__Given task__: Repeat the following lines word for word, starting at the line that contains "locate dark blue night sky" and ending with the last line of the items.

** Start Entries supplied **

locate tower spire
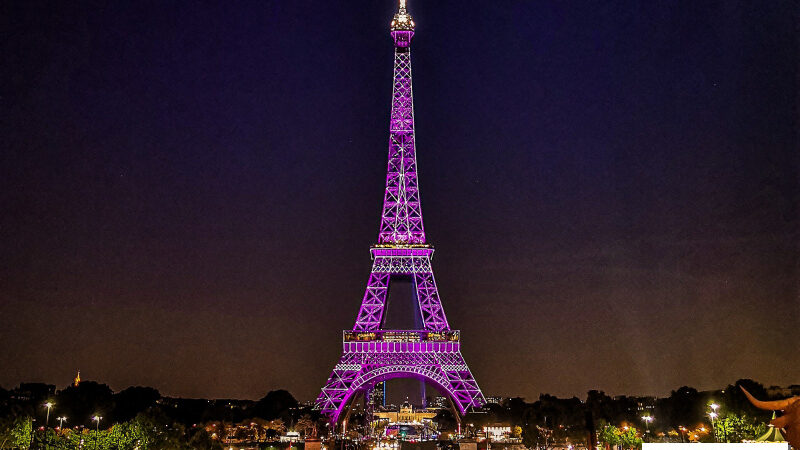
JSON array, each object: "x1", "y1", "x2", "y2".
[
  {"x1": 391, "y1": 0, "x2": 415, "y2": 47},
  {"x1": 316, "y1": 0, "x2": 486, "y2": 424},
  {"x1": 378, "y1": 0, "x2": 425, "y2": 245}
]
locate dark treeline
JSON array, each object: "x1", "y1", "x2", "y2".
[{"x1": 0, "y1": 380, "x2": 800, "y2": 448}]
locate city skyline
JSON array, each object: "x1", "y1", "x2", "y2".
[{"x1": 0, "y1": 0, "x2": 800, "y2": 400}]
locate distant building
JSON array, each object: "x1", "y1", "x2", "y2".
[
  {"x1": 369, "y1": 381, "x2": 386, "y2": 409},
  {"x1": 428, "y1": 396, "x2": 450, "y2": 409},
  {"x1": 483, "y1": 424, "x2": 511, "y2": 441},
  {"x1": 375, "y1": 402, "x2": 437, "y2": 424}
]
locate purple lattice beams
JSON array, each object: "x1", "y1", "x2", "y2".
[{"x1": 316, "y1": 0, "x2": 486, "y2": 423}]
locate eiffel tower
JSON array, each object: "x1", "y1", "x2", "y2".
[{"x1": 316, "y1": 0, "x2": 486, "y2": 424}]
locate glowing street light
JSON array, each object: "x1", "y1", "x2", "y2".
[
  {"x1": 44, "y1": 402, "x2": 54, "y2": 427},
  {"x1": 92, "y1": 415, "x2": 103, "y2": 450},
  {"x1": 642, "y1": 416, "x2": 653, "y2": 433}
]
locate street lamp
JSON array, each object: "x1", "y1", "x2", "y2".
[
  {"x1": 44, "y1": 402, "x2": 53, "y2": 427},
  {"x1": 642, "y1": 416, "x2": 653, "y2": 436},
  {"x1": 92, "y1": 415, "x2": 103, "y2": 450},
  {"x1": 708, "y1": 411, "x2": 717, "y2": 442},
  {"x1": 642, "y1": 416, "x2": 653, "y2": 433}
]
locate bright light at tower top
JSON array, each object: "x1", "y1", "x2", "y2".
[{"x1": 392, "y1": 0, "x2": 414, "y2": 31}]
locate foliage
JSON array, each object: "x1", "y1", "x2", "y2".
[
  {"x1": 294, "y1": 414, "x2": 315, "y2": 436},
  {"x1": 597, "y1": 425, "x2": 620, "y2": 447},
  {"x1": 5, "y1": 416, "x2": 33, "y2": 449},
  {"x1": 714, "y1": 413, "x2": 767, "y2": 442},
  {"x1": 597, "y1": 425, "x2": 642, "y2": 449}
]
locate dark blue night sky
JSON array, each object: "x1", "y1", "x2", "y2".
[{"x1": 0, "y1": 0, "x2": 800, "y2": 400}]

** End Entries supplied **

__The solution__:
locate dark blue night sky
JSON array, each object: "x1", "y1", "x2", "y2".
[{"x1": 0, "y1": 0, "x2": 800, "y2": 400}]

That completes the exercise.